This seems like the best idea so far. If she is so keen keeping this issue to herself - she can have it. I'm not really interested in asking what's wrong anymore. I think it was a mistake trying for 7 days straight to get her to talk, big mistake. Emotional masochism inflicted to me by me. 

As for the update - She is, I guess, is in making amends phase. Pushing for sex, touching me, smiling, making me a new dish, dressing up for a walk in nature and giving me a lot of attention. I'm still very much sad but glad it's over at least. I'm still not sure whether I should let it go or should I demand an explanation or should I impose some consequences to reestablish what is acceptable behaviour for me.


----------



## Andy1001 (Jun 29, 2016)

CuriousOne37 said:


> This seems like the best idea so far. If she is so keen keeping this issue to herself - she can have it. I'm not really interested in asking what's wrong anymore. I think it was a mistake trying for 7 days straight to get her to talk, big mistake. Emotional masochism inflicted to me by me.
> 
> As for the update - She is, I guess, is in making amends phase. Pushing for sex, touching me, smiling, making me a new dish, dressing up for a walk in nature and giving me a lot of attention. I'm still very much sad but glad it's over at least. I'm still not sure whether I should let it go or should I demand an explanation or should I impose some consequences to reestablish what is acceptable behaviour for me.


What I have found with women,and men to a certain extent is when they have been giving you the silent treatment for a while they suddenly realise how stupid they are being and how meaningless their reason for sulking was.But instead of explaining or apologising they start to act as if everything is fine again and they have forgiven YOU for whatever imaginary transgressions you may have committed.
Next time put your foot down and tell her either explain what exactly her problem is or else you will see a lawyer because you can't live your life like this.


----------



## aine (Feb 15, 2014)

CuriousOne37 said:


> I doubt it. They were small maintenance things. She was lashing out in anger. She has never done something like this over that kind of issues. This is something else. Those things are fixed now but I sulked like a dog that has been beaten with a stick. Not proud of it. Actually, quite ashamed.


Well there you have it. 

1. you dismiss her concerns
2. You minimised them whcih means in her mind you are dismissing her and minimising her too (Read Every Man's Marriage by Stephen Arterburn, et al)
3. You made her feel bad by sulking which shows her that you don't care about the things that matter to her ( a big problem in any marriage)

I suggest you have issues too and should both get IC to become better people and know how to handle these issues

Also she needs her hormones checked.


----------



## SlowlyGoingCrazy (Jun 2, 2011)

aine said:


> Well there you have it.

--*--

Problem:
Set down the part of the forum thread that begins at "1. you dismiss" and stops after "(Jun 2, 2011)", word for word.

Recorded information:
--*--

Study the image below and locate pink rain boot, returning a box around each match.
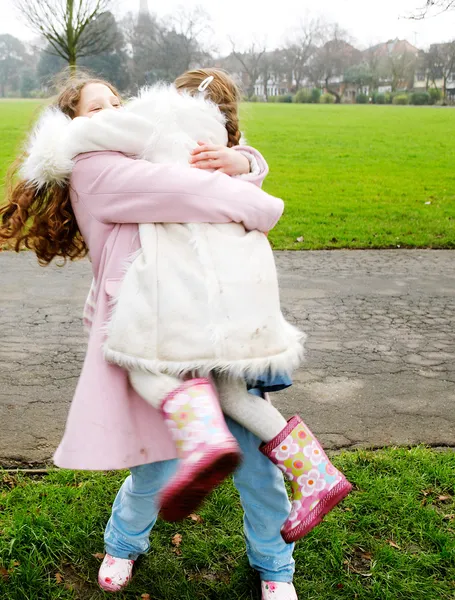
[160,379,241,521]
[260,416,352,544]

--*--

Answer:
1. you dismiss her concerns
2. You minimised them whcih means in her mind you are dismissing her and minimising her too (Read Every Man's Marriage by Stephen Arterburn, et al)
3. You made her feel bad by sulking which shows her that you don't care about the things that matter to her ( a big problem in any marriage)

I suggest you have issues too and should both get IC to become better people and know how to handle these issues

Also she needs her hormones checked.


----------



## SlowlyGoingCrazy (Jun 2, 2011)